YOUR TASK: Locate each line of the records below that contains the string "woman" and copy those lines.

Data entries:
——

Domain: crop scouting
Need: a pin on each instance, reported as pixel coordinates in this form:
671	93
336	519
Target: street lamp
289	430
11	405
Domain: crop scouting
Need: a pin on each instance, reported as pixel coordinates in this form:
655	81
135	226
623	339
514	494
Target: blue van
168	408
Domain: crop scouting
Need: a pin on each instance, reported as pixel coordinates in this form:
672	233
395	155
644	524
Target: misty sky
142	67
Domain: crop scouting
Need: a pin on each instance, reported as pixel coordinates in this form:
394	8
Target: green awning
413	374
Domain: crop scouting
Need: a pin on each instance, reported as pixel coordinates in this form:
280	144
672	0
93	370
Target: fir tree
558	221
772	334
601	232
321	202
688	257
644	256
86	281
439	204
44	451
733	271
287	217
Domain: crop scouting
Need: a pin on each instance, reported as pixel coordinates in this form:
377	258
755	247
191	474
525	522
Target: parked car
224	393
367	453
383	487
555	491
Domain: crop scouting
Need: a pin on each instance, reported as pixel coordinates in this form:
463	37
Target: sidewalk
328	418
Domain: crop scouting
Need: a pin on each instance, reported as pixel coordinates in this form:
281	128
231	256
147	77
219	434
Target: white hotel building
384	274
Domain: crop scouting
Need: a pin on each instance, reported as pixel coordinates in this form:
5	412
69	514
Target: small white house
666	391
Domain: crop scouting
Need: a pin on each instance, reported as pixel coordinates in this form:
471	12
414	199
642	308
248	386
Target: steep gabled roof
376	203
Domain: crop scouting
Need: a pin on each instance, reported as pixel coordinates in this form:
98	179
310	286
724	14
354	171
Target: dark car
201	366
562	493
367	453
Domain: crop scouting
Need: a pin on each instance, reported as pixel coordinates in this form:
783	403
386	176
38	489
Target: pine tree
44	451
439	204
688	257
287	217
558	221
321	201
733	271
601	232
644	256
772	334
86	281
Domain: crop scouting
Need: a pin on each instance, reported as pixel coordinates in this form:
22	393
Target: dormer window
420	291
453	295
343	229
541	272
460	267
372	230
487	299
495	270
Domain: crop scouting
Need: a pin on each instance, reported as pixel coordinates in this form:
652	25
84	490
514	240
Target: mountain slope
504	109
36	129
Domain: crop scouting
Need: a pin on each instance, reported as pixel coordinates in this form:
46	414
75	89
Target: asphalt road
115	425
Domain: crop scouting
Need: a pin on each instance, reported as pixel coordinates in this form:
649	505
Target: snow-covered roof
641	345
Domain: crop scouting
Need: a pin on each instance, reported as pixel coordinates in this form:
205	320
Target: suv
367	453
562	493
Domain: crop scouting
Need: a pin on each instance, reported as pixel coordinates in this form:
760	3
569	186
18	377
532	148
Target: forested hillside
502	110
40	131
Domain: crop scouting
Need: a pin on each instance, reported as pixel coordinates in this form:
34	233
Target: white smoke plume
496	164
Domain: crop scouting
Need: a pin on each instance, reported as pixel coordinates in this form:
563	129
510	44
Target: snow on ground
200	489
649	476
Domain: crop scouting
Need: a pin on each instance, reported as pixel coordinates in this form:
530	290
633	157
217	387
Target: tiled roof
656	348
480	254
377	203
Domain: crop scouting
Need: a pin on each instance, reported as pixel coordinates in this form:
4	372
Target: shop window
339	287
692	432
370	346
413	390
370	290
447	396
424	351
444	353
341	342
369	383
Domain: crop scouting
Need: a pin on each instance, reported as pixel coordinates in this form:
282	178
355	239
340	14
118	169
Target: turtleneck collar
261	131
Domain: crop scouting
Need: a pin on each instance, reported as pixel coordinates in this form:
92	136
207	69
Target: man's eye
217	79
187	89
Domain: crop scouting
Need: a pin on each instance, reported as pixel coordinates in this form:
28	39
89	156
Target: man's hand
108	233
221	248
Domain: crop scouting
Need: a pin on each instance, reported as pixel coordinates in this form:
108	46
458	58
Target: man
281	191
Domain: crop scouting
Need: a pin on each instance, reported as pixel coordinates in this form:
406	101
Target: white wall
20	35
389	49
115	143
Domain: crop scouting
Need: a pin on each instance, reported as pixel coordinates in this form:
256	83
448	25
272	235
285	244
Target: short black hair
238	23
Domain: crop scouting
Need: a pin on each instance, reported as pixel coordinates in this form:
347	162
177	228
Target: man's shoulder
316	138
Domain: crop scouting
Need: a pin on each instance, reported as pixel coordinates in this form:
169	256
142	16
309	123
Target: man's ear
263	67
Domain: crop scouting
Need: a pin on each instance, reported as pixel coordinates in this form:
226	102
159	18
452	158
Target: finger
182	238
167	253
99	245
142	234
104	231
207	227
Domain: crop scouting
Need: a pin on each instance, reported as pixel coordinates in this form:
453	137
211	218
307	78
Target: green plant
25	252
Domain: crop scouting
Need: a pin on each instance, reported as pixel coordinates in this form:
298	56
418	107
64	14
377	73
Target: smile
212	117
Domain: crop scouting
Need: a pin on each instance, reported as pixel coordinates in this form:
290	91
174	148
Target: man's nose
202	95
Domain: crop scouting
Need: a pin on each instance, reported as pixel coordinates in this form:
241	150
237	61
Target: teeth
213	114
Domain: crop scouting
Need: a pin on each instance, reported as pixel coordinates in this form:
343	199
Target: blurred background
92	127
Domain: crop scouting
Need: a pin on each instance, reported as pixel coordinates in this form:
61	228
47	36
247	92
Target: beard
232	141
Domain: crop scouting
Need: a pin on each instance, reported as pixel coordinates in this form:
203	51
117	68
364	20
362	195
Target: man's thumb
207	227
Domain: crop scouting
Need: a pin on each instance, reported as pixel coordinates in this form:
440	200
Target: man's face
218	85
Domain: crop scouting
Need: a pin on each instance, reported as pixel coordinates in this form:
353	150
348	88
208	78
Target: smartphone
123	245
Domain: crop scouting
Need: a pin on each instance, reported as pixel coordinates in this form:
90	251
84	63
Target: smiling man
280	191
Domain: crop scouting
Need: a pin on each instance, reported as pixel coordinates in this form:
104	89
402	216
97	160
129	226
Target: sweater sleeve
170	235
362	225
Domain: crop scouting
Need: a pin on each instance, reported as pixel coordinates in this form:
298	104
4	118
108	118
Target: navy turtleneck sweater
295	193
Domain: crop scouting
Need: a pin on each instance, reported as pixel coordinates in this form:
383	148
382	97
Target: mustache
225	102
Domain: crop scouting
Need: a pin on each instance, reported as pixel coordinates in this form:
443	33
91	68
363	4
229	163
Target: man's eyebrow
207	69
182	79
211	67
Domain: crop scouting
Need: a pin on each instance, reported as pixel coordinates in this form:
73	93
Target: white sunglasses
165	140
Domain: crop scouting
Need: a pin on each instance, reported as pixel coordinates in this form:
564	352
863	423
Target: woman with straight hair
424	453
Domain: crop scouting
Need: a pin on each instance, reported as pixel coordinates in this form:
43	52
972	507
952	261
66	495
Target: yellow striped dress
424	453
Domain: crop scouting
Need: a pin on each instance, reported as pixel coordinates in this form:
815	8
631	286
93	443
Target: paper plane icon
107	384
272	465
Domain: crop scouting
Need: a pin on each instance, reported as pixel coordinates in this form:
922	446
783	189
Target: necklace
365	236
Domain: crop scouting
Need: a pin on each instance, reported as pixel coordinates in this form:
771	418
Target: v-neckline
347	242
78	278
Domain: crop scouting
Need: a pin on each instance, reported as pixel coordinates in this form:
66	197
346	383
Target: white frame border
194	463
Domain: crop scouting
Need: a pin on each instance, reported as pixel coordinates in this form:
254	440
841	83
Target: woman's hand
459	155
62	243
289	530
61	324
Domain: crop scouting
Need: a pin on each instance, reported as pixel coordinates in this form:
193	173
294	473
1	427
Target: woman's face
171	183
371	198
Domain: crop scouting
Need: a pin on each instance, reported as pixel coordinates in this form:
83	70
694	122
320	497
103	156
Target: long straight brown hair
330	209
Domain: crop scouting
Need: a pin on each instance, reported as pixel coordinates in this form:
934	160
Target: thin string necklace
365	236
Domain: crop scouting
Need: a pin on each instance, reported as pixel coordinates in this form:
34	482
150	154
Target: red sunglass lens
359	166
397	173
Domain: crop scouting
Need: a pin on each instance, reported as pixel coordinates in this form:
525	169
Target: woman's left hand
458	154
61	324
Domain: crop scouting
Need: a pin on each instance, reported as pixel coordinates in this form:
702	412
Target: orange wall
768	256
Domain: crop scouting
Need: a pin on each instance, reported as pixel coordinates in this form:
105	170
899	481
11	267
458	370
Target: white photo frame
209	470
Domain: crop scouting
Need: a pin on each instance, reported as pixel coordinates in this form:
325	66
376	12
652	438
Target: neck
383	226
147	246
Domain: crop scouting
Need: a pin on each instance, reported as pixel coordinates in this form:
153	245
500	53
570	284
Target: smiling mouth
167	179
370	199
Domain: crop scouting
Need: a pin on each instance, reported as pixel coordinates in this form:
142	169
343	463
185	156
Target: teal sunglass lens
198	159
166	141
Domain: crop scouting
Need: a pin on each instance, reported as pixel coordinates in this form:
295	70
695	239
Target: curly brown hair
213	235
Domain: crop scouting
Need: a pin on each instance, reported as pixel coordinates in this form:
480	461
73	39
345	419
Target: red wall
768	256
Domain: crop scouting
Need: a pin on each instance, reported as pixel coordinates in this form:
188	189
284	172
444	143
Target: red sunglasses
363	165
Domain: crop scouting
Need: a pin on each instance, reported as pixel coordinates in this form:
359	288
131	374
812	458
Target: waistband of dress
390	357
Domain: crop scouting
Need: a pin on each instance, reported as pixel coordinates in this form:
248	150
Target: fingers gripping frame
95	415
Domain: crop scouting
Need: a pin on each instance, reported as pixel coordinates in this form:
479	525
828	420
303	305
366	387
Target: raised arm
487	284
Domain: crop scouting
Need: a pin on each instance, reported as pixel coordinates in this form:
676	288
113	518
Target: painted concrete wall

——

TASK RESPONSE:
Target: woman with straight hair
Target: woman's hand
Target: woman's face
Target: woman's left hand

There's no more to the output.